Your assignment: Shorten the paragraph beginning "By any standards the expectation is astonishing" in the text below on the Winchester College Greek vocabulary sheets, keeping its main facts.

Excerpted passage section start

My friend David Butterfield owns an unparalleled collection of books and papers relating to classical learning. Among them are typewritten sheets that were used by schoolboys at Winchester College in the 1950s for learning Greek vocabulary.
By any standards the expectation is astonishing. The boys were expected to learn something like 3000 words and forms in the course of three years - knowledge of which (along with grammatical instruction) meant they could easily read and make sense of much of the basic fare of ancient Greek literature, including the epics of Homer, the lyric poetry of Pindar and Anacreon, the tragedies of Aeschylus, Sophocles and Euripides, the comedies of Aristophanes, and a slew of prose texts from Plato and Herodotus to Xenophon and Lucian, and of course the Greek New Testament.
I took on the challenge of turning the closely typewritten, faded, and scuffed sheets into a form that could see them easily used and printed. They needed some correcting and regularising, putting into alphabetical order, and the addition of accents — which were notoriously not of interest to English schools in most periods of the 20th century. I set the task to a graduate student at Oxford before realising that in the brave new world of AI, even OCR (character recognition) is embedded in the best LLMs (large language models) like Claude AI.

Excerpted passage section end
Input data section start

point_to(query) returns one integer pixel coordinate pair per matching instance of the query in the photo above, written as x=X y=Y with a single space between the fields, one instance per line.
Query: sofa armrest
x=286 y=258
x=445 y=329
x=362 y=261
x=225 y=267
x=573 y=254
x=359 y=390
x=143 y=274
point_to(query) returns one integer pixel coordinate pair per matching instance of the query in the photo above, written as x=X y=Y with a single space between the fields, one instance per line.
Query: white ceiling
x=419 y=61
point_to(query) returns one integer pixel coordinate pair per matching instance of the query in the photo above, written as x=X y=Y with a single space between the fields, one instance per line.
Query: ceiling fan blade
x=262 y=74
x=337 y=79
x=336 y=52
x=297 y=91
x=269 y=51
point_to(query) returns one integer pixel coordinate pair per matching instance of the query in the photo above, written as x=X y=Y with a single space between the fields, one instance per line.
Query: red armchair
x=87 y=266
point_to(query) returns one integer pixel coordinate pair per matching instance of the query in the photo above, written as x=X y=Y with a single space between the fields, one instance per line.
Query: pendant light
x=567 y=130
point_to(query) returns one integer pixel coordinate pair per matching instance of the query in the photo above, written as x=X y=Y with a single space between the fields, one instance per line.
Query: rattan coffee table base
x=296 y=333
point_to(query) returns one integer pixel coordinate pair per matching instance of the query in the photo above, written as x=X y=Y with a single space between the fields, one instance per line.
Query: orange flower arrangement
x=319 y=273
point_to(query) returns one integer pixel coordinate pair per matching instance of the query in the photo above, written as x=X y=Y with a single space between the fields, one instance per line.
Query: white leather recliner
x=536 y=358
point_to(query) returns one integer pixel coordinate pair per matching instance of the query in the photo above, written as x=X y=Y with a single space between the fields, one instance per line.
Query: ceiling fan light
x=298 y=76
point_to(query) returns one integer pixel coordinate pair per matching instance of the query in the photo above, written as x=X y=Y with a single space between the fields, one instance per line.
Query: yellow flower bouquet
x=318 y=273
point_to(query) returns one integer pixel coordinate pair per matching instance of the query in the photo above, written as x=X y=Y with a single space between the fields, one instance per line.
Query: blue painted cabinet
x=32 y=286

Input data section end

Response:
The expectation was astonishing. Over three years the boys had to learn about 3000 Greek words and forms. Along with grammatical instruction, this let them readily read much of basic ancient Greek literature:
- Homer's epics
- the lyric poetry of Pindar and Anacreon
- the tragedies of Aeschylus, Sophocles and Euripides
- Aristophanes' comedies
- prose from Plato and Herodotus to Xenophon and Lucian
- the Greek New Testament